**Exercise set:**
[1] Rewrite the passage on lambda function types from "This function then" up to and including "has type a -> int.", changing "unary operator" to "prefix operator".
[2] Write what comes next in the passage on lambda function types, picking up after its final sentence.

**Document excerpt:**
This function then has type a -> a; note that since we return the argument as we received it, then the return type must be the same as the argument type, thus the type variable a must be the same in a -> a.

In other cases, we cannot be generic; for instance, consider that in our language we have the unary operator - which can be used on integers only. Then, the function

lambda x . -x

imposes x to be an integer, thus this function has type int -> int.

Other functions can be partially generic, like the following one (which makes a little sense, it's used only as an example)

lambda x . 10

which has type a -> int.

We might also let the system infer the type (and that's what we intend to do with our type system definition).

**Excerpted records:**
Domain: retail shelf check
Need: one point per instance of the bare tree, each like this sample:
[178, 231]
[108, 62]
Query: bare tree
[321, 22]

**Answers provided:**
[1]
This function then has type a -> a; note that since we return the argument as we received it, then the return type must be the same as the argument type, thus the type variable a must be the same in a -> a.

In other cases, we cannot be generic; for instance, consider that in our language we have the prefix operator - which can be used on integers only. Then, the function

lambda x . -x

imposes x to be an integer, thus this function has type int -> int.

Other functions can be partially generic, like the following one (which makes a little sense, it's used only as an example)

lambda x . 10

which has type a -> int.

[2]
For non trivial cases the type inference is more interesting than the examples we saw so far; for instance, consider this lambda abstraction

lambda x . lambda y. x y

which has type (a -> b) -> a -> b: how can this be inferred? Informally, x cannot have any type, since in the body we read x y then x must be a function; for the moment we give it a generic type X1 -> X2; what can the type of y be? It can be a generic type, say X3, but since we pass it to x then it must have the same type of the argument of x, thus we require X1 to be the same as X3. The result of x y will have the same type as the return type of x, i.e., X2. Thus, the above function has the following type: it takes an argument for the parameter x of type X1 -> X2, and it returns a function (the inner lambda abstraction) which takes an argument for the parameter y of type X1 and returns something of type X2. Thus, using different (and more readable) type variable names, (a -> b) -> a -> b (we used the parenthesis since by default arrow types associate to the right). Again, the type variables make the function generic, provided that the same type is used for all occurrences of a and the same type is used for all occurrences of b.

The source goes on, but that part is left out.